> **SHORT PROBLEM**
Pictures stay out of the copy; output exactly the lines from the one containing "Task: indicate the book spine" through the end of the material.

> **Records from a dataset**

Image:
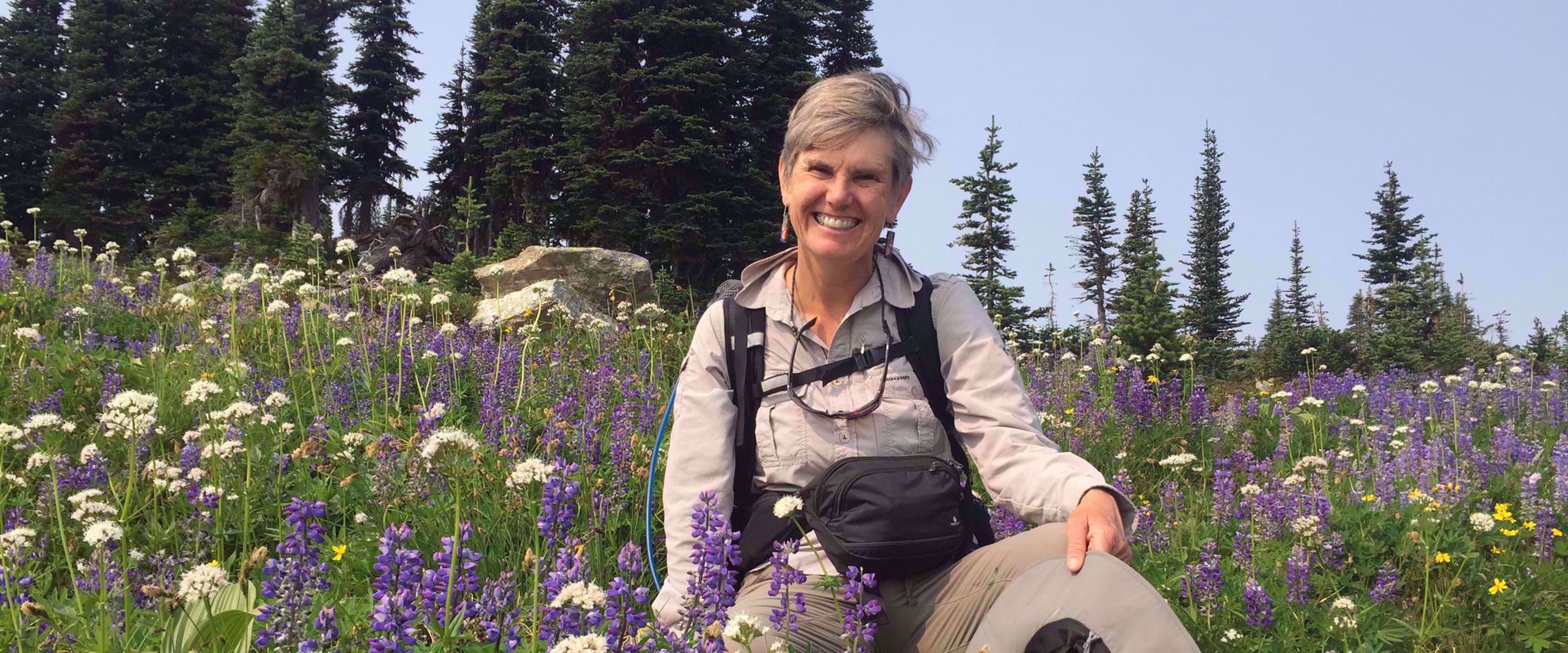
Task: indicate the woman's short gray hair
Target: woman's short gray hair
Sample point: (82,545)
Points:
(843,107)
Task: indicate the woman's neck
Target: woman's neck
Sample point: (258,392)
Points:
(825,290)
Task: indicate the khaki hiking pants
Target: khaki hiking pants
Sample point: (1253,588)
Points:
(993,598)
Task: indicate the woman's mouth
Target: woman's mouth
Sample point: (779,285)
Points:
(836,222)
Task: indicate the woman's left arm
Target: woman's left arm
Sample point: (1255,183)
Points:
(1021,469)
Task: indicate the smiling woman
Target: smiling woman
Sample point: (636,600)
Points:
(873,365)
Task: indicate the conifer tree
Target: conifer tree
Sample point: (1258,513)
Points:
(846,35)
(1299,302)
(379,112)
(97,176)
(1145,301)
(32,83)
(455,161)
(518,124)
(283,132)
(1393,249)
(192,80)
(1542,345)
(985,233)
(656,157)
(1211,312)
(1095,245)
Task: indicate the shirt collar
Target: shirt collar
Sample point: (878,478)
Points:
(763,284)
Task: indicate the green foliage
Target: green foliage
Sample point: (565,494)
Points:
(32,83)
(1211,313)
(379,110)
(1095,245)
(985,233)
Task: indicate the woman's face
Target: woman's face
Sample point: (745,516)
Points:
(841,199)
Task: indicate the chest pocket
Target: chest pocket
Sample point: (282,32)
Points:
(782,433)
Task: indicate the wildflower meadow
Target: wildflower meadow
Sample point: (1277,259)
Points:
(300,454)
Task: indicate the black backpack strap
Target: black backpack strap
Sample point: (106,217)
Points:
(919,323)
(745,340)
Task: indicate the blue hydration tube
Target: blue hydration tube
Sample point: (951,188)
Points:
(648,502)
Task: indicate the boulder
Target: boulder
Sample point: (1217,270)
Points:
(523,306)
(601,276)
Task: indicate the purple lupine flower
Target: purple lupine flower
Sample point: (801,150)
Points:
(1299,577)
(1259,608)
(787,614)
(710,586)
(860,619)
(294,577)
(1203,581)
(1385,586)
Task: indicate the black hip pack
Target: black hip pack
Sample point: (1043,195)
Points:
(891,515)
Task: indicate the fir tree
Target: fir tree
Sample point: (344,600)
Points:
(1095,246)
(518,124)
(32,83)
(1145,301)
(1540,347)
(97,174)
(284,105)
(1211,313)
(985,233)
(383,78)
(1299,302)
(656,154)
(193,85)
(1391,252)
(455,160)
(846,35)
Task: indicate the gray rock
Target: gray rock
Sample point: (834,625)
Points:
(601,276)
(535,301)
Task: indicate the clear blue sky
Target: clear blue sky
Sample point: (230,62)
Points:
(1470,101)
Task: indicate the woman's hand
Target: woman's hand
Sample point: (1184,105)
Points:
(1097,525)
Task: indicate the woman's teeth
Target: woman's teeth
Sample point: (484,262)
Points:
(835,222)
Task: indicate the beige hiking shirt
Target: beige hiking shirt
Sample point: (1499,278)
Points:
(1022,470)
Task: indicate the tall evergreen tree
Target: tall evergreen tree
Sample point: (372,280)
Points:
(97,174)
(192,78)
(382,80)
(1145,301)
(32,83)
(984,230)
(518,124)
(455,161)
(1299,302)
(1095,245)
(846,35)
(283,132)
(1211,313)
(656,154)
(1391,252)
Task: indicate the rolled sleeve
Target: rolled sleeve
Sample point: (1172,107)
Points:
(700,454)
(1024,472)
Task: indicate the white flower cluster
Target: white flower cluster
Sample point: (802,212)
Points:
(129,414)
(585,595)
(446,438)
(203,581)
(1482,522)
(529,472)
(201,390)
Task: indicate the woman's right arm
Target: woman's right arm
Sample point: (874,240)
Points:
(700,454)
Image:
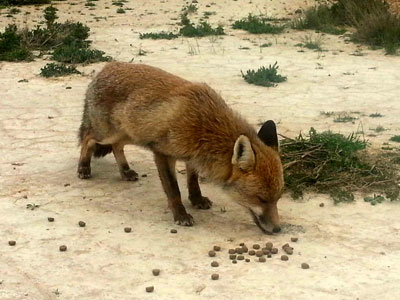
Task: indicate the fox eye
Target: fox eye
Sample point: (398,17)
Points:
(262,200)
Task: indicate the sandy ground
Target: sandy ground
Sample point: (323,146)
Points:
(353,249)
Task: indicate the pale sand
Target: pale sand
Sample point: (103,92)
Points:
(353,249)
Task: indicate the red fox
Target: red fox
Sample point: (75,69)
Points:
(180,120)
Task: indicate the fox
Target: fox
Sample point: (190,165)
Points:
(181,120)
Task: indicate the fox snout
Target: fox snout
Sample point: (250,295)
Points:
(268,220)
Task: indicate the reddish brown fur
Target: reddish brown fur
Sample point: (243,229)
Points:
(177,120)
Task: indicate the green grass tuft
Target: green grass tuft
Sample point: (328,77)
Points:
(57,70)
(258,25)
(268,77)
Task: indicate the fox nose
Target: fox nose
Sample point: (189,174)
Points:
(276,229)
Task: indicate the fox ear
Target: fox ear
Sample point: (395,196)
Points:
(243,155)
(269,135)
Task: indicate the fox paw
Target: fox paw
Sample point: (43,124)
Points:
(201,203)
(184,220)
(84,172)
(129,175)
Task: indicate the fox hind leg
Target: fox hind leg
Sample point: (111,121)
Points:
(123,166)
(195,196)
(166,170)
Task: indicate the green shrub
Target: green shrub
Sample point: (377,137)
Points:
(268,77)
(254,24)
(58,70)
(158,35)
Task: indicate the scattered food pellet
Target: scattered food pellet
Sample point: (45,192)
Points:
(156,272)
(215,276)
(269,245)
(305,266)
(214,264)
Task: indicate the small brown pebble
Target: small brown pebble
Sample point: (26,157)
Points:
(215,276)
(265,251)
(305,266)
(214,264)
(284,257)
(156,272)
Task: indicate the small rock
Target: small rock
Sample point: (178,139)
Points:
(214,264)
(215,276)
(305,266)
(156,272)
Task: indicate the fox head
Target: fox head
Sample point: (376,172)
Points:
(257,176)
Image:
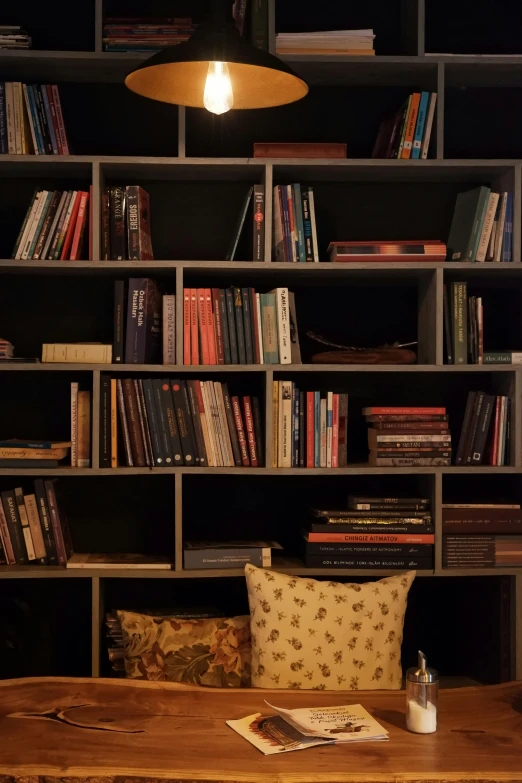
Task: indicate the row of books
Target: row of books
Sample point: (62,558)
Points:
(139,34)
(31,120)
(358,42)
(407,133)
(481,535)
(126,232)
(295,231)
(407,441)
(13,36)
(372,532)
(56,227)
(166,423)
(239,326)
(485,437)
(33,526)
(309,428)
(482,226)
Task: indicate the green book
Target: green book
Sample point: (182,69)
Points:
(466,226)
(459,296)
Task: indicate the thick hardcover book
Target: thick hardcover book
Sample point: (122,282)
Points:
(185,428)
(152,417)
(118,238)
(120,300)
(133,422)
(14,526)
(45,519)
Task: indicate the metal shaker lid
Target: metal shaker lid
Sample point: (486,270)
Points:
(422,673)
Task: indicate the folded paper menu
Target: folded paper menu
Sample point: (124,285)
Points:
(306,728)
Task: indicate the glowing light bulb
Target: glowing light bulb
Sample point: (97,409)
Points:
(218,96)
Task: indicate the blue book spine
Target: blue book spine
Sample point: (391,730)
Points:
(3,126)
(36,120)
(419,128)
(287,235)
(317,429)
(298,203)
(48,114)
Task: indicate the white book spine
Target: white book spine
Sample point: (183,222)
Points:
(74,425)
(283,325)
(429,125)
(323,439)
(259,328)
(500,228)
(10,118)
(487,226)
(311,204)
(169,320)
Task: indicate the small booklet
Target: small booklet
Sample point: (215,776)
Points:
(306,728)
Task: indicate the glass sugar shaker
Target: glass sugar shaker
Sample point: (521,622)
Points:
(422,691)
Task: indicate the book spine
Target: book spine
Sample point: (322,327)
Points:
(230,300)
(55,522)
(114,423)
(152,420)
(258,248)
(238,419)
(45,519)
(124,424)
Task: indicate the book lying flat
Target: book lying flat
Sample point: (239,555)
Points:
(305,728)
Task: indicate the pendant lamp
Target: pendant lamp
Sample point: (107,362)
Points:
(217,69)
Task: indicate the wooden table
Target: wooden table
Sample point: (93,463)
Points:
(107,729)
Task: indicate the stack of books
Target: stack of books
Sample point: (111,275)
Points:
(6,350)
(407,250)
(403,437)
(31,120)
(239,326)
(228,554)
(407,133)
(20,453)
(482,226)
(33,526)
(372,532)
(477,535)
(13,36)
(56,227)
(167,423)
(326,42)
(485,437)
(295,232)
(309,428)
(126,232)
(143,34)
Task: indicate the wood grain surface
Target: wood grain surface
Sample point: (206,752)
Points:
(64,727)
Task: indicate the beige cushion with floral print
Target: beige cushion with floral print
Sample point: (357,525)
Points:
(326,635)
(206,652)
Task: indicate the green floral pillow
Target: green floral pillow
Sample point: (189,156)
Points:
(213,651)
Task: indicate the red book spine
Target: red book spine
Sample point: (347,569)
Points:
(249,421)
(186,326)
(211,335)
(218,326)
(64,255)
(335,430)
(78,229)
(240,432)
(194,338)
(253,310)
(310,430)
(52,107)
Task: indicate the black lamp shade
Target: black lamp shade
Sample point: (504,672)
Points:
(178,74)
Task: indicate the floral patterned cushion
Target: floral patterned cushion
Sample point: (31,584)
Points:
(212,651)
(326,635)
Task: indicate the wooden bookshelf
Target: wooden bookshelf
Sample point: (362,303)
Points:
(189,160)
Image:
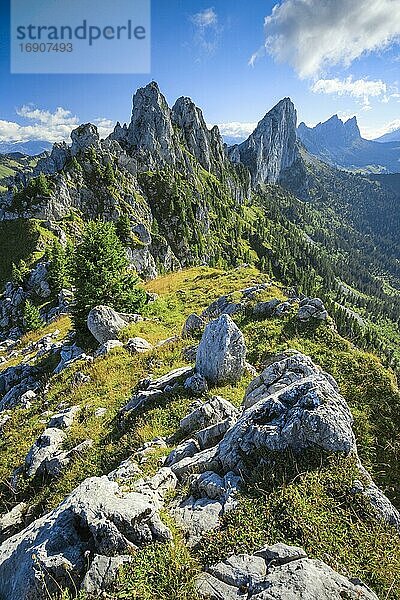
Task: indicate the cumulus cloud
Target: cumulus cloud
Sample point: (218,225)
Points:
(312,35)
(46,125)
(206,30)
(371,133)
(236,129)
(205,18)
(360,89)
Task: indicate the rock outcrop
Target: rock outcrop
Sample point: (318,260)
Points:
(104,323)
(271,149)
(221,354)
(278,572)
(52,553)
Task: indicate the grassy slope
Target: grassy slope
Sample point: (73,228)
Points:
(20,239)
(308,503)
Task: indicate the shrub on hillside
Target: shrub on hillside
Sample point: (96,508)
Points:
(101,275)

> **COMPLETE OUTPUT**
Task: indicate the book spine
Target: book spine
Sample point: (322,327)
Points:
(230,300)
(55,522)
(114,423)
(152,420)
(258,248)
(238,419)
(45,519)
(124,424)
Task: indicate the book lying flat
Target: book lying flat
Sample point: (239,555)
Points:
(305,728)
Task: indicate the pendant lamp
Target: pendant lamp
Sample point: (107,362)
Points:
(217,69)
Task: indicate the wooden table
Target: wooden table
Sample point: (93,463)
Points:
(107,729)
Task: indicate the stack of books
Target: stack of books
Sample point: (111,275)
Points:
(6,350)
(407,250)
(403,437)
(31,120)
(239,326)
(228,554)
(407,133)
(20,453)
(482,226)
(33,526)
(372,532)
(477,535)
(13,36)
(56,227)
(167,423)
(326,42)
(485,437)
(295,232)
(309,428)
(126,232)
(143,34)
Task: indicate the wood grain surface
Target: wood grain surface
Sample point: (206,752)
Points:
(64,727)
Task: indicate the beige cushion with floral print
Target: beige cushion with floral print
Sample point: (357,525)
Points:
(326,635)
(206,652)
Task: indicate the green floral pillow
Target: green floral pillow
Sample point: (189,156)
Points:
(213,651)
Task: indicate the red book spine
Target: red book spine
Sample point: (347,569)
Points:
(249,421)
(186,326)
(211,335)
(218,326)
(64,255)
(335,430)
(78,229)
(240,432)
(194,338)
(253,310)
(310,430)
(52,107)
Task: indicate the black lamp shade
Target: black lamp shade
Sample point: (504,672)
Points:
(178,74)
Task: indicate the floral patterned cushion
Target: floral patterned cushion
Sample point: (31,584)
Points:
(212,651)
(326,635)
Task: indicate the wooden bookshelf
Target: wooden bookshelf
Sample point: (362,303)
Points:
(189,160)
Image:
Task: indicate the cumulus cloud
Target: cumulus cloud
Sample point: (218,225)
Points:
(312,35)
(46,125)
(206,30)
(371,133)
(236,129)
(205,18)
(360,89)
Task: indicate the rock outcrop
Target: rock outcrop
Sample point: (318,260)
Points:
(104,323)
(271,149)
(221,354)
(278,572)
(52,553)
Task: indicate the grassy slope
Target: grassy slope
Sample point: (73,228)
Points:
(20,239)
(308,503)
Task: indicate the shrub on hillside
Target: shrub on hillside
Sample point: (96,508)
Points:
(101,275)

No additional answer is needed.